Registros
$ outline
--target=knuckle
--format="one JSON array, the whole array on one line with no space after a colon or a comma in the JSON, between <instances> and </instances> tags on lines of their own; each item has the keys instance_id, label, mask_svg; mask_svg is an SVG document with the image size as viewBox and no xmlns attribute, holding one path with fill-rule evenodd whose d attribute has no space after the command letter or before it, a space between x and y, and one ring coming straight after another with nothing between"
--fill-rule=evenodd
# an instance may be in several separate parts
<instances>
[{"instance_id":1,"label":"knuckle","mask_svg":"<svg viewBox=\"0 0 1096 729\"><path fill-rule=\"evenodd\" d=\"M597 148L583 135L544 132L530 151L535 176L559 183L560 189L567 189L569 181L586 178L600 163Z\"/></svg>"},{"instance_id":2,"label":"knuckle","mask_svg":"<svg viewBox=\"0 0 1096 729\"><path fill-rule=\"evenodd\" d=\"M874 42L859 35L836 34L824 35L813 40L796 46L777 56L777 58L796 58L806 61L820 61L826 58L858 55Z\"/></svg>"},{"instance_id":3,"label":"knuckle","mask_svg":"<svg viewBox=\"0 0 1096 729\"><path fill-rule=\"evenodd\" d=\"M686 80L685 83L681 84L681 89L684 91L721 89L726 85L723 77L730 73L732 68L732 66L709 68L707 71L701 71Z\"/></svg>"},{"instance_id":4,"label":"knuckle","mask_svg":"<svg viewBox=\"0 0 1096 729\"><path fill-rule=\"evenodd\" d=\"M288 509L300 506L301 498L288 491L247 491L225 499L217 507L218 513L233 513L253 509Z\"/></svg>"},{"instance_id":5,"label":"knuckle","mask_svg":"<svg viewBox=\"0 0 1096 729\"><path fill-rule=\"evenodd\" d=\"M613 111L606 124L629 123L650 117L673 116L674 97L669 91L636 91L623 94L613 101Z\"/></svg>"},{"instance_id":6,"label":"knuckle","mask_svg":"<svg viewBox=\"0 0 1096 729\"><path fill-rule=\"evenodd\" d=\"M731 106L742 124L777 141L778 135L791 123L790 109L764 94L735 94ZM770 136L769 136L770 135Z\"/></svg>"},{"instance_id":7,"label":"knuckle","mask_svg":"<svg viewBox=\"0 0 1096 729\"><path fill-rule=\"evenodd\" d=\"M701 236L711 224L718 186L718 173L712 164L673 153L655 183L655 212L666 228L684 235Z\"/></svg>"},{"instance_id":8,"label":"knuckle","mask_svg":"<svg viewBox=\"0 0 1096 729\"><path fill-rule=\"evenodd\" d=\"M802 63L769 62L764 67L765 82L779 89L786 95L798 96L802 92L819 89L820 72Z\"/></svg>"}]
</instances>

**Qué hacer**:
Devuelve sin cambios cada línea de los registros de arriba que contenga la cadena "instances". Se distingue entre mayúsculas y minúsculas.

**Solución**:
--format="one JSON array, the whole array on one line with no space after a colon or a comma in the JSON, between <instances> and </instances> tags on lines of their own; each item has the keys instance_id, label, mask_svg; mask_svg is an SVG document with the image size as viewBox and no xmlns attribute, holding one path with fill-rule evenodd whose d attribute has no space after the command letter or before it, a space between x and y, and one ring coming straight after another with nothing between"
<instances>
</instances>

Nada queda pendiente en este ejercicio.